:: Try it ::
The answer should contain all of the data, retyped without any alteration.
Entries shown below:
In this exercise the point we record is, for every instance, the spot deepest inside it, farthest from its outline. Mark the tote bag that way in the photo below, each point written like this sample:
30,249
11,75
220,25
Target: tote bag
End of Entries shown.
:: Reply to the task ::
In this exercise the point we record is, for every instance, the spot deepest inside it, farthest from its outline. Mark the tote bag that way in the photo below, each point written like this sample:
30,249
11,75
220,25
Target: tote bag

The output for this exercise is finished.